## WHAT THE TASK REQUIRES
Switch "Say nothing beyond the coordinates" to "Reply with the coordinates only" throughout the listing below, keeping everything else the same and leaving the pictures out of your answer.
========================================
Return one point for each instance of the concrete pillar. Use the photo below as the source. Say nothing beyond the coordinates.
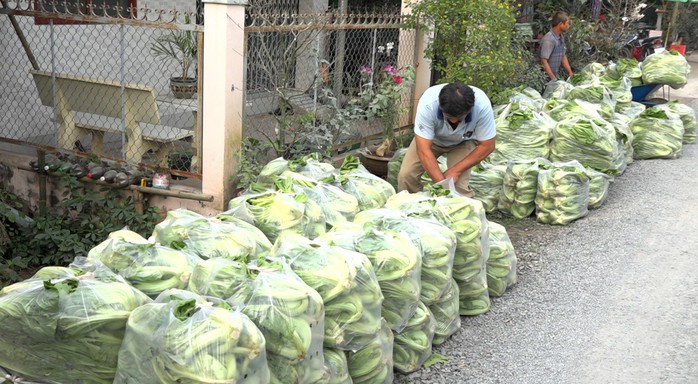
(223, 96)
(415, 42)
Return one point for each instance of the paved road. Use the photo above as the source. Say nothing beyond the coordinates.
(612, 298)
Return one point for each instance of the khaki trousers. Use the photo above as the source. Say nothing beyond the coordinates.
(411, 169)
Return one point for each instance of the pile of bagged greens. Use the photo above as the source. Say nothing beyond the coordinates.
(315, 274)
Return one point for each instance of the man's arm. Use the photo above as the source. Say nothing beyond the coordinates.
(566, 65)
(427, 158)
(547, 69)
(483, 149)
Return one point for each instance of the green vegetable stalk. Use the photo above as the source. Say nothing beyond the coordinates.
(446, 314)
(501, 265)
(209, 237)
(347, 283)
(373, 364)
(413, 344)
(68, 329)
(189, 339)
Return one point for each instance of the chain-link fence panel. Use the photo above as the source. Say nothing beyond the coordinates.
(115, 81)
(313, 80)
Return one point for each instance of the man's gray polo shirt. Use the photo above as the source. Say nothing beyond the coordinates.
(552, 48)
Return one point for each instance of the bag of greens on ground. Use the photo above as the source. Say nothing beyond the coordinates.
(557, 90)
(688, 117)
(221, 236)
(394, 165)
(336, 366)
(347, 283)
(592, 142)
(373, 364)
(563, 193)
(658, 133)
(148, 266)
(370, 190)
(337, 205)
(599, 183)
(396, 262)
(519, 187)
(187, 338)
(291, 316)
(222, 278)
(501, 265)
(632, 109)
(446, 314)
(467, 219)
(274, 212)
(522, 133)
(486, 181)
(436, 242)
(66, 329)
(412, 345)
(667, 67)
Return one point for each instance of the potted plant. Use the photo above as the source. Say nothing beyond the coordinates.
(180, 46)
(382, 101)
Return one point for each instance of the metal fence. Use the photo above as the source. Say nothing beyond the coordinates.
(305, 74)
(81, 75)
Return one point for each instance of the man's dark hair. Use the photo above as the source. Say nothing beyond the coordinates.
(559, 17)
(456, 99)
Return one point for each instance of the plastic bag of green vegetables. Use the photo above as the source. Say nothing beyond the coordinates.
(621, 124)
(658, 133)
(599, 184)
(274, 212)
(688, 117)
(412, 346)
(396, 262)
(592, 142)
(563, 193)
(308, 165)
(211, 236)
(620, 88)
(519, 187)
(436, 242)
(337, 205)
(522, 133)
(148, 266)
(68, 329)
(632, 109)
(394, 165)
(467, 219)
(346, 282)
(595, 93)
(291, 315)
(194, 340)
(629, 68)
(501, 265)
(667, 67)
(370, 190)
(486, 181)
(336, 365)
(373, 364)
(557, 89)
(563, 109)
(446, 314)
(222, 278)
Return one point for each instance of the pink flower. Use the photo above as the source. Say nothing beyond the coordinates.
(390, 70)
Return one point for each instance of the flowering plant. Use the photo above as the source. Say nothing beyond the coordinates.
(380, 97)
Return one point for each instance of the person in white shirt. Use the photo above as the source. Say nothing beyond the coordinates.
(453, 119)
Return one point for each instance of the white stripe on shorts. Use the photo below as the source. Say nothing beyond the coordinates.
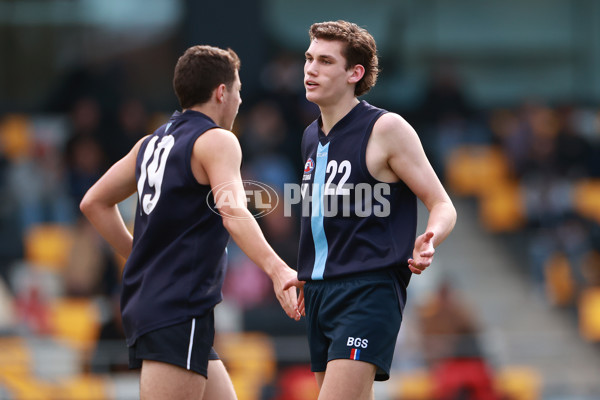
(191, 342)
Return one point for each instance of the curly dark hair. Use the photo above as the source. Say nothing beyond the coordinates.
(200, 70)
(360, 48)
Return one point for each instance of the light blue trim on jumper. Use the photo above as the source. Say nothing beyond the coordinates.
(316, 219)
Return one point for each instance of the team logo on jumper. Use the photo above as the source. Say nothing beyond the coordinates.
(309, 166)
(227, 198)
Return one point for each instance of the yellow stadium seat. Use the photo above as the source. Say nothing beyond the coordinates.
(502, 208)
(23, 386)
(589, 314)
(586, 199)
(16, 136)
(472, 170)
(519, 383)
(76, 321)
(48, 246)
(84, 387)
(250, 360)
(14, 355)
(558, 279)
========================================
## WRITTEN SOLUTION
Return one point for each instance of the concrete pillar. Use the photo below as the source. Reply with the coordinates only.
(223, 96)
(415, 42)
Return one point for each instance of the paved road. Use the photo above as the source. Reply with the coordinates only.
(612, 298)
Return one point for each instance of the khaki trousers. Use the photo above as the source. Reply with the coordinates only.
(411, 169)
Return one point for each instance of the pile of bagged greens. Use the photo above as the source. Reply with the coordinates only.
(315, 274)
Return one point for each instance of the man's arm. Use the photo above as the source. Reply with the coordinates only.
(566, 65)
(427, 158)
(547, 69)
(483, 149)
Return one point for each instance of the green vegetable stalk. Use the photo above as the source. Reply with the coordinates only.
(446, 314)
(501, 265)
(209, 237)
(347, 283)
(373, 364)
(413, 344)
(68, 329)
(189, 339)
Return one point for each instance of the chain-link fence panel. Use the photo above as the source. Reply with the coordinates only.
(115, 81)
(313, 80)
Return one point for each instance of the man's gray polo shirt. Use the photo above as the source. Reply with the coordinates only.
(552, 48)
Return one point for each instance of the bag of greens on ground. Use the photo above as the source. Reply with the coordinates only.
(557, 90)
(688, 117)
(221, 236)
(394, 165)
(336, 366)
(347, 283)
(592, 142)
(373, 364)
(563, 193)
(658, 133)
(148, 266)
(370, 190)
(337, 205)
(599, 183)
(396, 262)
(519, 187)
(187, 338)
(291, 316)
(222, 278)
(501, 265)
(632, 109)
(446, 314)
(467, 219)
(274, 212)
(522, 133)
(486, 181)
(436, 242)
(66, 329)
(412, 345)
(667, 67)
Return one point for each instance of the potted plant. Use the photo above as the source. Reply with the coordinates only.
(180, 46)
(382, 101)
Return one point for each instance of the metal fence. Use the photo above as the source. Reply with the coordinates only.
(305, 74)
(81, 75)
Return one point for each instance of the man's dark hair. Use the photo above as the source. Reply with the coordinates only.
(559, 17)
(456, 99)
Return one point for each instance of the plastic bag of green vegetables. Use the photo above as the source. Reply with the coordinates only.
(621, 124)
(658, 133)
(599, 184)
(274, 212)
(688, 117)
(412, 346)
(396, 262)
(592, 142)
(563, 193)
(308, 165)
(211, 236)
(620, 88)
(519, 187)
(436, 242)
(337, 205)
(522, 133)
(148, 266)
(68, 329)
(632, 109)
(394, 165)
(467, 219)
(346, 282)
(595, 93)
(291, 315)
(194, 340)
(629, 68)
(501, 265)
(667, 67)
(370, 190)
(486, 181)
(336, 365)
(373, 364)
(557, 89)
(563, 109)
(446, 314)
(222, 278)
Return one point for each instance of the pink flower. Use the photo above as the source. Reply with the coordinates only.
(390, 70)
Return one point for each instance of the flowering plant. Use the photo above as the source. Reply with the coordinates only.
(380, 97)
Return one point for each instance of the person in white shirt. Use the photo above as the source. Reply with the coordinates only.
(453, 119)
Return one point for each instance of the white stripe on shorts. Use the photo below as the source. Reply with the coordinates only.
(191, 342)
Return one point for each instance of the curly dark hair. Use the photo above as the source. Reply with the coordinates only.
(200, 70)
(360, 48)
Return one point for each instance of the light blue trim on jumper. Use the photo above as the source. Reply with the coordinates only.
(316, 219)
Return one point for each instance of the team logo on jumper. Use the photo above as the source. Reply with the coordinates only.
(309, 166)
(227, 198)
Return one point for each instance of the yellow stadium seat. Use the photo above as the source. Reply with the coordinates only.
(502, 208)
(23, 386)
(589, 314)
(586, 199)
(16, 136)
(472, 170)
(519, 383)
(76, 321)
(48, 246)
(84, 387)
(250, 360)
(14, 355)
(558, 279)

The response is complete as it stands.